Set exercise 1 ::
Write out the listing word for word, everything from its first line down to the line that contains "x=273, y=411", with both of those lines included.

====

# Breeder in IL, Chicagoland



## Dani4288 (Jan 2, 2016)

Hi , we are looking to get GS puppy so looking for breeder recommendation in IL, but closer to 
Chicago, hour or so driving distance. I found out bug price difference from $600 to $4000 per puppy. We don't look for showcase or breedeing, just to be part of our family with three boys ages 8-16. Any recommendations on how to choose breeder or puppy is welcome. Thanks


----------



## Momto2GSDs (Mar 22, 2012)

Hi Dani & Welcome!:welcome:

Many threads on this site!
http://www.germanshepherds.com/forum/choosing-breeder/137533-things-look-responsible-breeder.html 

Also, great info here: German Shepherd Guide - Home

Please don't base your purchase on being an hour from home and expand your search area.

Moms


----------



## stepkau (Jan 4, 2016)

Hi Dani - I'm new to the forum and also researching breeders for my young family. Will be watching this thread to see what recommendations are made. From what I can tell we should expect pricing 1800-2500 for what we're looking for from our GSD. 

Picked up "The Art of Raising a Puppy" by monks of new skete and found a few GSD clubs in the area with training.. 

Good luck


----------



## MythicMut (May 22, 2015)

Hi and welcome to the site. I am kind of a bug about this but it's important, please do some reading and decide if you want a working line shepherd (maybe not) or a show-line shepherd. This does not mean that you will work or show them, it's just that there is a difference in temperament and some other characteristics. Both types of breeders usually end up with pet quality dogs in some of their litters. Also, absolutely do not believe the old line "Pet quality is vet quality" (stupidest thing I've ever heard). Sometimes a dog is deemed to pet quality because it doesn't conform to show standards (color, size, etc.) or working line standards (temperment, etc.)

Anyway, determine which line you want then be very specific with breeders that you interview about what your lifestyle is and what you are looking for and why as any reputable breeder knows their lines well enough to know if they can fulfill your needs. Expect to pay $1,200 to $2,500 for your dog. You may want to consider staying away from breeders of Amercian style German Shepherds whose dogs have hocks that almost with an angle close to the ground. Not all American German Shepherds have these but for some reason they seem to be considered desirable in the American GSD showline.

You can also consider a German Shepherd rescue. There are many deserving dogs out there. Like a breeder, you want a reputable rescue.


----------



## stepkau (Jan 4, 2016)

Thanks for the advice MythicMut.. Since this is my first GSD and I have very young children (3&6) I'd prefer to go with a reputable breeder who can match us up with a puppy with the right temperament in a working line dog. The smaller size than a show line dog is actually a benefit for us as well


----------



## familydag5 (Jan 24, 2015)

====

Set exercise 2 ::
Continue the forum thread about finding a German Shepherd breeder near Chicago from the point where it stops.

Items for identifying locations
====

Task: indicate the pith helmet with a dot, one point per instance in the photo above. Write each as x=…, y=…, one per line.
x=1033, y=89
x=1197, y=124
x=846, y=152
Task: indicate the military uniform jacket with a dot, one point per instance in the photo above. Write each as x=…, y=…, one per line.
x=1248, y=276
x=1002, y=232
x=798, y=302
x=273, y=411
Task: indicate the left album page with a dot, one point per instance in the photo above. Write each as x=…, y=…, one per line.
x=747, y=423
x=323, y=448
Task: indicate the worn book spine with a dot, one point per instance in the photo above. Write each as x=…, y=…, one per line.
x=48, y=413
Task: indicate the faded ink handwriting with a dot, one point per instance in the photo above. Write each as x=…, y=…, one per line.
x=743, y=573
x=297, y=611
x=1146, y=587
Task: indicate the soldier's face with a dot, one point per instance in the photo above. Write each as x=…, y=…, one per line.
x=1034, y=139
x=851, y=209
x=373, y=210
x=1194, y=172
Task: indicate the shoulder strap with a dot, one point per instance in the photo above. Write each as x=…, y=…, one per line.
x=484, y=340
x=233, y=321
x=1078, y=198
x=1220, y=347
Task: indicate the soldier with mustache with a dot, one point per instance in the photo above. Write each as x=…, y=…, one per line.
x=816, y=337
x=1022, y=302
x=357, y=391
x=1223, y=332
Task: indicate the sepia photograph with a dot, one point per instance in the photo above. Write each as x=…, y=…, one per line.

====

Written response 1 ::
Task: indicate the pith helmet with a dot, one point per instance in the photo above. Write each as x=…, y=…, one per line.
x=1033, y=89
x=1197, y=124
x=846, y=152
Task: indicate the military uniform jacket with a dot, one point per instance in the photo above. Write each as x=…, y=…, one per line.
x=1248, y=276
x=1002, y=232
x=798, y=302
x=273, y=411

Written response 2 ::
If after very careful consideration you decide to go working line, I recommend Bill Kulla and Jen Acevedo. They know their dogs well and are very careful to match the right dog to its new family. I have a Boy son that does great with my small children but I also am very careful to make his needs a priority, he gets daily mental and physical exercise and training is a big part of my day. Beware the land shark phase with small children, it is not easy but can be done with lots of hard work.


----------



## MythicMut (May 22, 2015)

familydag5 said:


> If after very careful consideration you decide to go working line, I recommend Bill Kulla and Jen Acevedo. They know their dogs well and are very careful to match the right dog to its new family. I have a Boy son that does great with my small children but I also am very careful to make his needs a priority, he gets daily mental and physical exercise and training is a big part of my day. Beware the land shark phase with small children, it is not easy but can be done with lots of hard work.


I second that. Although I would definitely urge you to look at temperament before size. My previous working line GSD was probably larger than you would want. One of my neighbors has a show line dog and she is on the more petite side (females tend to run smaller as you probably know). Even with a pet quality WLGSD you will need to spend more time with them as FamilyDag noted and they will have some of the same temperament as the ones who will be purchased for work. I have a Boy son (Kulla & Acevedo) also but from a different breeder, vom Eisenherz (working line too). You would probably consider him too large. American line German Shepherds with the roached (slanted) backs are the ones that run very big. Some breeders also breed for "giant" GSDs which is considered out of the norm.

Hi Familydag!


----------



## wolfstraum (May 2, 2003)

German Shepherd Puppies For Sale

here is a breeder in Marengo....met them several years ago....they breed both show and work and are reputable....breeding dogs are titled, they are not a commercial breeder who is just pumping out pet puppies in mass quantities


Lee


----------



## Dani4288 (Jan 2, 2016)

thanks all for the great tips. as a newbie with GSD , I found this forum very informative. I already choose few breeders that I'm planning to visit. Also we decided we will going with working line german sheppard. I read a lot, but still need advice from your experience, what is better family GSD male or female. I have three boys age 16, 11, 8
Thanks


----------



## Slamdunc (Dec 6, 2007)

Dani4288 said:


> thanks all for the great tips. as a newbie with GSD , I found this forum very informative. I already choose few breeders that I'm planning to visit. Also we decided we will going with working line german sheppard. I read a lot, but still need advice from your experience, what is better family GSD male or female. I have three boys age 16, 11, 8
> Thanks


Good luck with your search. Be sure to google the breeders and get references. I would say that Bill Kulla would be a good choice. 

Bill actually titles and works his dogs, be careful with breeders that talk about the working ability of their dogs but don't actually work them.


----------



## Momto2GSDs (Mar 22, 2012)

Slamdunc said:


> Good luck with your search. Be sure to google the breeders and get references. I would say that Bill Kulla would be a good choice.
> 
> Bill actually titles and works his dogs, be careful with breeders that talk about the working ability of their dogs but don't actually work them.


I don't think his site has it listed yet but he has a litter on the ground that was born December 30th.
He is in Marengo, IL

:: BILL KULLA DOG TRAINING :: 

Moms


----------



## BigHemi45 (May 10, 2016)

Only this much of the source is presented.